Instructions for the task: Reproduce the rows below word for word, from the line with "Where can you spot the goat's head" up to and including the line with "column 238, row 202". Leave the pictures out of your answer.

Pointing dataset records:

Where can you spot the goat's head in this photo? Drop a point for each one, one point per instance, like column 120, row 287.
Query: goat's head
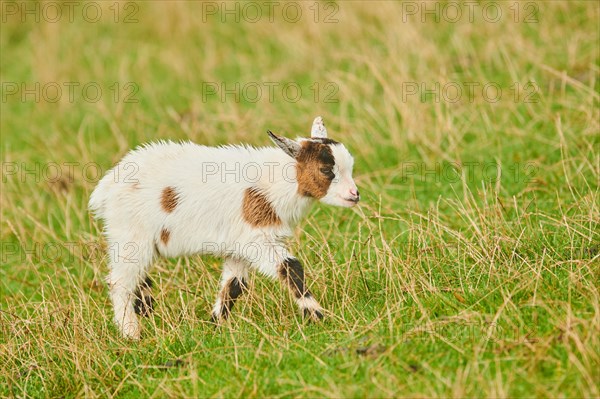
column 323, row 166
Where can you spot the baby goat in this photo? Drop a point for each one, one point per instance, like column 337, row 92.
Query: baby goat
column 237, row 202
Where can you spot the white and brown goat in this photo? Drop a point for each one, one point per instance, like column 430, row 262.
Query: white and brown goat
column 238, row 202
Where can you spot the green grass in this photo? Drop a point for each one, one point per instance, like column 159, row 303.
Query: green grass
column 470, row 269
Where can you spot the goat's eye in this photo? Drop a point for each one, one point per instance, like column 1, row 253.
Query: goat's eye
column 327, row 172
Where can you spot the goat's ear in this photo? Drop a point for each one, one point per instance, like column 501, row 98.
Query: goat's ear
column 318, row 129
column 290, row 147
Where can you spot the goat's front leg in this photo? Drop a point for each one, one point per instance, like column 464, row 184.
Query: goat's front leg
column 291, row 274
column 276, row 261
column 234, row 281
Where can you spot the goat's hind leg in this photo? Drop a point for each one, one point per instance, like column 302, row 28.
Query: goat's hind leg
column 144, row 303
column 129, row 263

---

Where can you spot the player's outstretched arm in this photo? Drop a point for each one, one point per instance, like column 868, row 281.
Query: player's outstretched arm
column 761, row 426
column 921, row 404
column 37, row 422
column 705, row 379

...

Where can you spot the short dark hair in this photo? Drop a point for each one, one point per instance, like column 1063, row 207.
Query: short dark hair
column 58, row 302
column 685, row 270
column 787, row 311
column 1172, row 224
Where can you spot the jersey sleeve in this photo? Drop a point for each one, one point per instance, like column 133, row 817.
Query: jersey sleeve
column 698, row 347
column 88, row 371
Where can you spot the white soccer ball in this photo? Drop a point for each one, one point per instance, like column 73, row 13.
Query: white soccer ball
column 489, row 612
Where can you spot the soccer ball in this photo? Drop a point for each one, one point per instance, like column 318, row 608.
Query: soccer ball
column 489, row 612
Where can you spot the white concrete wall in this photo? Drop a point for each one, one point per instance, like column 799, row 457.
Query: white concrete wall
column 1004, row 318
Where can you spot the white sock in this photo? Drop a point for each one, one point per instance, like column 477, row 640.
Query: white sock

Correct answer:
Where can you spot the goat's head in this photo? Drop a point for each one, one point per instance, like column 120, row 287.
Query: goat's head
column 323, row 166
Where can you spot the baby goat in this photo? Drop a point for each one, one point per instance, like column 337, row 92.
Query: baby goat
column 237, row 202
Where can you spot the white and brown goat in this photo? Drop a point for each one, one point per instance, like column 430, row 262.
Query: white and brown goat
column 238, row 202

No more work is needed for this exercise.